§ Stated problem:
Recast the part of the records below that opens with the line containing "tag the dark trousers, one" and closes with the last line of the records, both included, as a JSON list of strings with one string per line and blank lines omitted. Include no other lines.

[Dataset items]
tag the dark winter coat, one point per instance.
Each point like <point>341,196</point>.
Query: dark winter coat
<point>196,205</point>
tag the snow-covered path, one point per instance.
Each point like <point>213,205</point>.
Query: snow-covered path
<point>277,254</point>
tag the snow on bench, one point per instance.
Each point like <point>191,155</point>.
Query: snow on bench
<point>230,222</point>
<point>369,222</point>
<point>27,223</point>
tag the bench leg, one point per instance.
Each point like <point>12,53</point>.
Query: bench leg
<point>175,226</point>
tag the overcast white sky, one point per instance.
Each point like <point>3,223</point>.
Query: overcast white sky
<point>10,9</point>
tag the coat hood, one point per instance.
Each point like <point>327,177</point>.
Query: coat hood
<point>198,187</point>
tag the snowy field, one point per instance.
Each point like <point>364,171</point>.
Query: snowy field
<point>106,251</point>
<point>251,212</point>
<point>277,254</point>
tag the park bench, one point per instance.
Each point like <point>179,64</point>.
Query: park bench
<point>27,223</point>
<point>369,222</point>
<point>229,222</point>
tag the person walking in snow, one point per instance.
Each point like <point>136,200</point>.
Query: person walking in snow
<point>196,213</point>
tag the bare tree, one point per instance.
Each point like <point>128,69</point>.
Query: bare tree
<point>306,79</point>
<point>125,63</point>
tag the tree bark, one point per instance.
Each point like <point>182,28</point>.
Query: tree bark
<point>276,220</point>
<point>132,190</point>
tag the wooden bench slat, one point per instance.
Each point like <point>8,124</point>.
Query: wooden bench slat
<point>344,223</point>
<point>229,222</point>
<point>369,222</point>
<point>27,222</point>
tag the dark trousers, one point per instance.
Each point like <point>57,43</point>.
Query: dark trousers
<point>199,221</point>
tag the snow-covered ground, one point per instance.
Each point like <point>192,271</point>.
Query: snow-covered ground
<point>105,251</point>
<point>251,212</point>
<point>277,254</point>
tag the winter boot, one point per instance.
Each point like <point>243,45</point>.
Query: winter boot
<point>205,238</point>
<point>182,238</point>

§ Solution:
[
  "tag the dark trousers, one point per instance.",
  "Each point like <point>57,43</point>.",
  "Query: dark trousers",
  "<point>199,221</point>",
  "tag the snow-covered ground, one point per instance.",
  "Each point like <point>192,271</point>.",
  "Query: snow-covered ground",
  "<point>105,251</point>",
  "<point>251,212</point>",
  "<point>277,254</point>",
  "tag the winter boot, one point per instance.",
  "Each point like <point>243,45</point>.",
  "Query: winter boot",
  "<point>205,238</point>",
  "<point>182,238</point>"
]